Exercise
Update the items below by changing every "written like the sample" to "formatted like the sample" and keeping all other text the same. Omit the pictures from your answer.

Task inputs
==*==

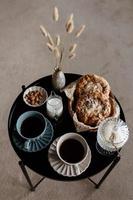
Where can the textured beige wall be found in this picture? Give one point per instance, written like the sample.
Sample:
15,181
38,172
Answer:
105,48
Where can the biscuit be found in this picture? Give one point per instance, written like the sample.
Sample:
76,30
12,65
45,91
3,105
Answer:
89,84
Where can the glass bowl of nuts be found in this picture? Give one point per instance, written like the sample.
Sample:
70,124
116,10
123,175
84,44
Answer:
35,96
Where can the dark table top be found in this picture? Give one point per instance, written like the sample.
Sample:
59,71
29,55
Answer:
38,161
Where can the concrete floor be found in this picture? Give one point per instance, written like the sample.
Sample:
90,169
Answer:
105,48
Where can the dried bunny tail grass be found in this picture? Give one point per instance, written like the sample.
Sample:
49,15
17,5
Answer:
56,14
51,47
72,55
56,52
43,30
58,40
72,48
80,31
70,24
50,39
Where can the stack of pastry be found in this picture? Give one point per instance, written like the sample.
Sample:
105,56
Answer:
93,101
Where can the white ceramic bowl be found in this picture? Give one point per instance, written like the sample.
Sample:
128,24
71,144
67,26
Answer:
33,89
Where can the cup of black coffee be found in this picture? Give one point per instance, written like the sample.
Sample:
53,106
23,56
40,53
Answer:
31,125
72,148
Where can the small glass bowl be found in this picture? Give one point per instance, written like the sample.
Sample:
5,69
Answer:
35,96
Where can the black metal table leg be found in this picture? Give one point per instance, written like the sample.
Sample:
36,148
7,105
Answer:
21,164
115,161
23,168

==*==

Task response
Where can the textured beige wall be found in this picture? Give one point per instance, formatted like the sample.
Sample:
15,181
38,172
Answer:
105,48
Where can the biscuit be found in this picture? Give one point per instance, formatted like the sample.
Sample:
76,30
12,65
45,91
3,105
Answer:
89,84
Where can the glass bowl of nuts be found in this picture? Give one point per instance, formatted like the sample.
Sample:
70,124
116,10
123,175
84,44
Answer:
35,96
Where can the dark table top be found in this picture? Give one point per instance, formatted like the sample.
Sample:
59,71
29,55
Answer:
38,161
Where can the concrete floor be found in this picture? Give one point per instance, formatted like the sample.
Sample:
90,169
Answer:
105,48
Where can the dried bunny tail grass be found in this picture? Give one point per instance, formatted like the sample.
Sample:
49,15
17,5
Answer:
56,14
51,47
72,55
56,52
43,30
58,40
72,48
80,31
70,24
50,39
Where can the stack of pastry be found in this picture? Give one point per instance, formatted like the sample.
Sample:
105,56
Answer:
93,101
Where can the white ceramic bowl be found in this picture? Give one point per instance, formatted like the sample.
Sample:
128,24
71,144
67,26
Answer:
33,89
Where can the cup of black coffee be found in this picture? Give one point per instance, formatted like the sample.
Sample:
53,106
23,56
40,53
Answer:
31,125
72,148
Where can the small glass bowl be found in this picture? Give one point per instance, formatted like the sample.
Sample:
5,69
Answer:
35,96
Where can the black metal table leg be found in this picture? Give one point per instance, formatted like the sample.
Sample:
36,148
7,105
Answer:
21,164
115,161
23,168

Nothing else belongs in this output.